Short task
From the entries below, pull out every line that contains the word "orange", matching case exactly, and list those lines.

Data for this exercise
____________________
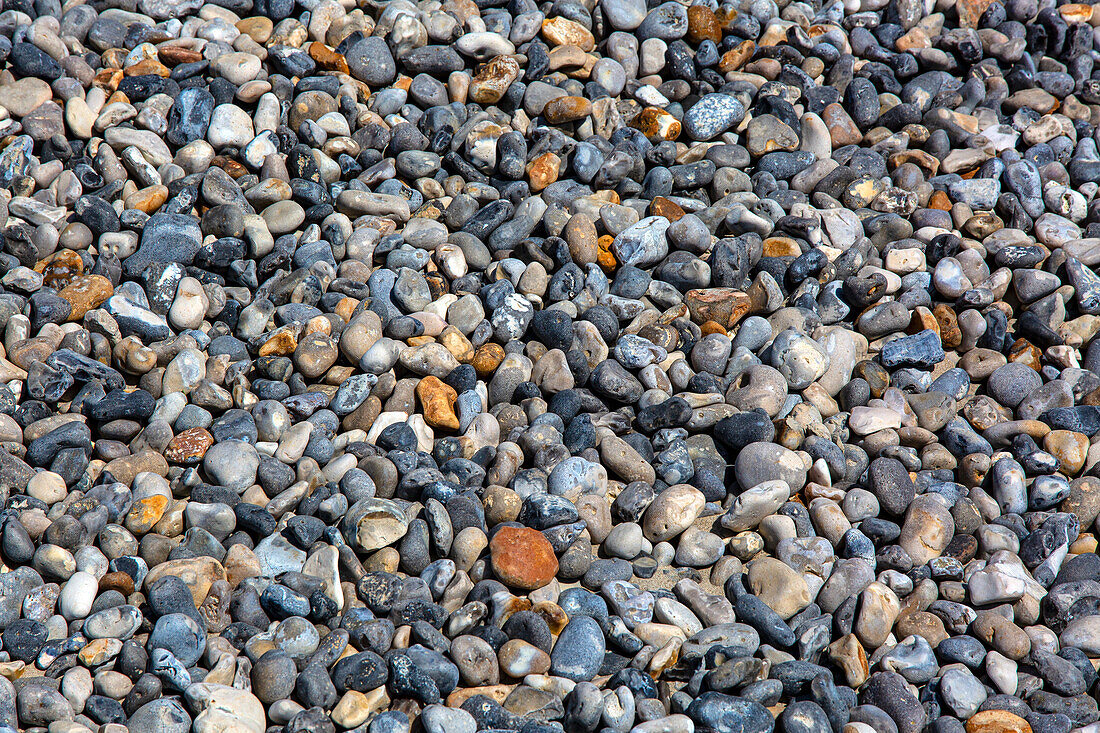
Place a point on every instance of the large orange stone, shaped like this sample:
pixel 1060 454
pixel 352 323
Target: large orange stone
pixel 997 721
pixel 85 293
pixel 523 558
____________________
Exercise solution
Place a point on every instance of the large orange stone, shaped like this sample:
Target: large orange stone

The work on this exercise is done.